───── Dataset entries
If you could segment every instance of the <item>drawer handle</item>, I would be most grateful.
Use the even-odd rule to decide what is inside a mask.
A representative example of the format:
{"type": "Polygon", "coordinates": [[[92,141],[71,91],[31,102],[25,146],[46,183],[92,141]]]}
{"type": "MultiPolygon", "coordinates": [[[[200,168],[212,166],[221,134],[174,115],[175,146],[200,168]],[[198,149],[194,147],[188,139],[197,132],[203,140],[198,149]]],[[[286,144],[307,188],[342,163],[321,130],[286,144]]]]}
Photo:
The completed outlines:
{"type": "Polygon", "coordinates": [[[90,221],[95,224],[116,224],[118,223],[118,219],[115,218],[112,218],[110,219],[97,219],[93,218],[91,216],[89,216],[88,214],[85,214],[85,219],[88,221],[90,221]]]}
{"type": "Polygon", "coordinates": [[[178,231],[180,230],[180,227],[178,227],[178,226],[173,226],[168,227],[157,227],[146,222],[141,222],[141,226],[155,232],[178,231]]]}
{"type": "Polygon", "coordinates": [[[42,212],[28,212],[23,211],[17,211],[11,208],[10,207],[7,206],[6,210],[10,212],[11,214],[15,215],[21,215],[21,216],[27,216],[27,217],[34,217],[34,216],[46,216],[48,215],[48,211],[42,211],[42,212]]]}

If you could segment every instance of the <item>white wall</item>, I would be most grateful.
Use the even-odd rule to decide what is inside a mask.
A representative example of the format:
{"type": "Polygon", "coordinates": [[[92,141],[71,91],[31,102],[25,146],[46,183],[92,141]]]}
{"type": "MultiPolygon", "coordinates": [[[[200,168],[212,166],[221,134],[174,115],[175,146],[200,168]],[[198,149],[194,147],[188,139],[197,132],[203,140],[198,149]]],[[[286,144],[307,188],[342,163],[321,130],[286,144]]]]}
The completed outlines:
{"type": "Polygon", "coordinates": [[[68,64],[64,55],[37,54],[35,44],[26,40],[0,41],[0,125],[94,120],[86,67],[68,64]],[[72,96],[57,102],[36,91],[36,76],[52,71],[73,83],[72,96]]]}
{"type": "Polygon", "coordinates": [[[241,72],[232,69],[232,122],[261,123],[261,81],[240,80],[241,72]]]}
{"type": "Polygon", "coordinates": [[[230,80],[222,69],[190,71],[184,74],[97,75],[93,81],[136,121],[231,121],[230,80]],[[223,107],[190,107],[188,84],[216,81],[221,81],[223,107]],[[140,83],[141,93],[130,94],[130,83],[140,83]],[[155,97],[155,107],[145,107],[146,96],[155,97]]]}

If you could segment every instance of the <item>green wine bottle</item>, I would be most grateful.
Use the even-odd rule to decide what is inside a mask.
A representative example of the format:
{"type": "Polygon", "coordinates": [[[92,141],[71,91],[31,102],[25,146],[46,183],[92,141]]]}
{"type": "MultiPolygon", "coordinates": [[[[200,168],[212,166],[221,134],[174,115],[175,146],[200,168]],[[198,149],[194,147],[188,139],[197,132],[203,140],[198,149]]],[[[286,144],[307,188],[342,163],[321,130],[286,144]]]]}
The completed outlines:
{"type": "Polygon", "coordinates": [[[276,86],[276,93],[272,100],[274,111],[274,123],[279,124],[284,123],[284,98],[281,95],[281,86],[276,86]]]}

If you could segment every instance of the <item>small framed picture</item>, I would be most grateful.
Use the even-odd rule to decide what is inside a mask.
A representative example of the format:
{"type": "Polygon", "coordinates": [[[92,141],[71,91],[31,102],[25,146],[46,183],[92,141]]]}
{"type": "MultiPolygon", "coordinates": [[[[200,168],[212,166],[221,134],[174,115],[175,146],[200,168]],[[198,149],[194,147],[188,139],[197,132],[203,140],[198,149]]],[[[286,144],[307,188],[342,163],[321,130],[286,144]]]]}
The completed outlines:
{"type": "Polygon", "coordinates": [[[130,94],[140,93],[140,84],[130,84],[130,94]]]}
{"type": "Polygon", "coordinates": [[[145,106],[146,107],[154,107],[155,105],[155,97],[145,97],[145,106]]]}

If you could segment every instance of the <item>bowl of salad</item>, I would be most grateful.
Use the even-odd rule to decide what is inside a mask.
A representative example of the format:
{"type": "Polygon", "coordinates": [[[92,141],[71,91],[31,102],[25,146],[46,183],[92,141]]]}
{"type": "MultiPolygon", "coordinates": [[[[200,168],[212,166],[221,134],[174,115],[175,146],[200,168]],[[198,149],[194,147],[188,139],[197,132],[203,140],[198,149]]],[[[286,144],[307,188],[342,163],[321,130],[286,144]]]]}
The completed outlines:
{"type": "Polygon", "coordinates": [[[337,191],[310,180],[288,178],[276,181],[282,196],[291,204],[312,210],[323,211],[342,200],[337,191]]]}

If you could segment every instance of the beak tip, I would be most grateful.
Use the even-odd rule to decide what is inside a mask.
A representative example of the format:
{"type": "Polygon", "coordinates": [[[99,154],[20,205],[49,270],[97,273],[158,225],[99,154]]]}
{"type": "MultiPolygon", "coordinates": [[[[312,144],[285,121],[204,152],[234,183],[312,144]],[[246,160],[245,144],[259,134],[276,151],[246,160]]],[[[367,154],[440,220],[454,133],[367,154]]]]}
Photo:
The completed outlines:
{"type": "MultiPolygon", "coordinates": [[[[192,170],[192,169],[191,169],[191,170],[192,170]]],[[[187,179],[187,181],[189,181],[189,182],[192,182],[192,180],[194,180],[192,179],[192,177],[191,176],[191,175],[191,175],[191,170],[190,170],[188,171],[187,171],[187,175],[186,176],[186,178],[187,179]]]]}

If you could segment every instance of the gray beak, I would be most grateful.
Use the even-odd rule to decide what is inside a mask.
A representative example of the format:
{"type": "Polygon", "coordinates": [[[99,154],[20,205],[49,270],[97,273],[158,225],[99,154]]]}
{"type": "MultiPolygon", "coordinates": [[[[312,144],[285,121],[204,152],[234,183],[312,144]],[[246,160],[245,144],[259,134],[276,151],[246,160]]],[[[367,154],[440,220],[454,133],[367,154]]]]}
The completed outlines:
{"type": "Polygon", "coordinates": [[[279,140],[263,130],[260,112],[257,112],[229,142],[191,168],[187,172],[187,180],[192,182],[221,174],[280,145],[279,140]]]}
──────────
◆ Task statement: Switch every "most grateful" in the records to "very thankful" and write all the lines out again, with nothing else changed.

◆ Completed exercise:
If you could segment every instance of the <item>drawer handle</item>, I would be very thankful.
Use the even-odd rule to decide what is inside a mask.
A representative example of the format:
{"type": "Polygon", "coordinates": [[[92,141],[71,91],[31,102],[25,146],[46,183],[92,141]]]}
{"type": "MultiPolygon", "coordinates": [[[[200,168],[212,166],[221,134],[174,115],[175,146],[200,168]],[[198,149],[194,147],[188,139],[197,132],[203,140],[198,149]]],[[[286,144],[307,188],[342,163],[321,130],[286,144]]]]}
Photo:
The completed outlines:
{"type": "Polygon", "coordinates": [[[90,221],[95,224],[116,224],[118,223],[118,219],[115,218],[112,218],[110,219],[97,219],[93,218],[91,216],[89,216],[88,214],[85,214],[85,219],[88,221],[90,221]]]}
{"type": "Polygon", "coordinates": [[[178,231],[180,230],[180,227],[178,227],[178,226],[173,226],[168,227],[157,227],[146,222],[141,222],[141,226],[155,232],[178,231]]]}
{"type": "Polygon", "coordinates": [[[42,212],[28,212],[23,211],[17,211],[11,208],[10,207],[7,206],[6,210],[10,212],[11,214],[15,215],[21,215],[21,216],[27,216],[27,217],[34,217],[34,216],[46,216],[48,215],[48,211],[42,211],[42,212]]]}

If you could segment every instance of the <item>white wall</item>, I would be very thankful.
Use the even-odd rule to decide what is inside a mask.
A representative example of the format:
{"type": "Polygon", "coordinates": [[[92,141],[71,91],[31,102],[25,146],[46,183],[92,141]]]}
{"type": "MultiPolygon", "coordinates": [[[[200,168],[212,166],[221,134],[174,115],[175,146],[200,168]],[[198,149],[194,147],[188,139],[197,132],[203,140],[198,149]]],[[[286,144],[307,188],[342,163],[321,130],[286,144]]]]}
The completed outlines:
{"type": "Polygon", "coordinates": [[[68,64],[64,55],[37,54],[35,44],[26,40],[0,41],[0,125],[94,120],[86,67],[68,64]],[[72,96],[57,102],[36,91],[36,76],[52,71],[73,83],[72,96]]]}
{"type": "Polygon", "coordinates": [[[241,72],[232,69],[232,122],[261,123],[261,81],[240,80],[241,72]]]}
{"type": "Polygon", "coordinates": [[[230,80],[222,69],[190,71],[184,74],[97,75],[93,81],[136,121],[231,121],[230,80]],[[223,107],[190,107],[188,84],[216,81],[221,81],[223,107]],[[140,83],[141,93],[130,94],[130,83],[140,83]],[[155,97],[155,107],[145,107],[146,96],[155,97]]]}

If you could segment every instance of the <item>green wine bottle</item>, I would be very thankful.
Use the even-odd rule to decide what is inside a mask.
A representative example of the format:
{"type": "Polygon", "coordinates": [[[92,141],[71,91],[31,102],[25,146],[46,183],[92,141]]]}
{"type": "MultiPolygon", "coordinates": [[[[200,168],[212,166],[221,134],[174,115],[175,146],[200,168]],[[198,149],[194,147],[188,139],[197,132],[203,140],[198,149]]],[[[286,144],[307,188],[342,163],[321,130],[286,144]]]]}
The completed outlines:
{"type": "Polygon", "coordinates": [[[276,86],[276,93],[272,100],[274,111],[274,123],[279,124],[284,123],[284,98],[281,95],[281,86],[276,86]]]}

If you could segment every instance of the <item>small framed picture</item>, I would be very thankful.
Use the even-odd rule to decide what is inside a mask.
A representative example of the format:
{"type": "Polygon", "coordinates": [[[92,141],[71,91],[31,102],[25,146],[46,183],[92,141]]]}
{"type": "MultiPolygon", "coordinates": [[[[200,168],[212,166],[221,134],[174,115],[175,146],[200,168]],[[198,149],[194,147],[188,139],[197,132],[203,140],[198,149]]],[[[286,144],[307,188],[342,163],[321,130],[286,144]]]]}
The completed outlines:
{"type": "Polygon", "coordinates": [[[130,94],[140,93],[140,84],[130,84],[130,94]]]}
{"type": "Polygon", "coordinates": [[[145,106],[146,107],[154,107],[155,105],[155,97],[145,97],[145,106]]]}

If you could segment every instance of the <item>bowl of salad</item>, I would be very thankful.
Use the even-odd rule to decide what is inside a mask.
A representative example of the format:
{"type": "Polygon", "coordinates": [[[92,141],[71,91],[31,102],[25,146],[46,183],[92,141]]]}
{"type": "MultiPolygon", "coordinates": [[[[200,168],[212,166],[221,134],[174,115],[175,146],[200,168]],[[198,149],[194,147],[188,139],[197,132],[203,140],[198,149]]],[[[286,144],[307,188],[342,163],[321,130],[286,144]]]]}
The completed outlines:
{"type": "Polygon", "coordinates": [[[337,191],[310,180],[288,178],[276,181],[282,196],[291,204],[312,210],[323,211],[342,200],[337,191]]]}

If you could segment every instance of the beak tip, I would be very thankful.
Use the even-odd rule to decide what is inside a mask.
A representative example of the format:
{"type": "Polygon", "coordinates": [[[99,154],[20,205],[49,270],[97,273],[158,225],[99,154]]]}
{"type": "MultiPolygon", "coordinates": [[[[312,144],[285,121],[204,152],[234,183],[312,144]],[[246,160],[245,144],[259,134],[276,151],[246,160]]],[[[367,154],[440,220],[454,133],[367,154]]]]}
Photo:
The completed outlines:
{"type": "MultiPolygon", "coordinates": [[[[192,170],[192,169],[191,169],[191,170],[192,170]]],[[[187,179],[187,181],[189,181],[189,182],[192,182],[192,180],[194,180],[192,179],[192,177],[191,176],[191,175],[191,175],[191,170],[190,170],[188,171],[187,171],[187,175],[186,176],[186,178],[187,179]]]]}

If you could segment every instance of the gray beak, I would be very thankful.
Use the even-odd rule to decide what is inside a mask.
A representative example of the format:
{"type": "Polygon", "coordinates": [[[99,154],[20,205],[49,270],[97,273],[158,225],[99,154]]]}
{"type": "MultiPolygon", "coordinates": [[[[312,144],[285,121],[204,152],[234,183],[312,144]],[[246,160],[245,144],[259,134],[276,151],[246,160]]],[[[367,154],[440,220],[454,133],[367,154]]]]}
The completed outlines:
{"type": "Polygon", "coordinates": [[[279,140],[263,130],[260,112],[257,112],[229,142],[191,168],[187,172],[187,180],[192,182],[221,174],[280,145],[279,140]]]}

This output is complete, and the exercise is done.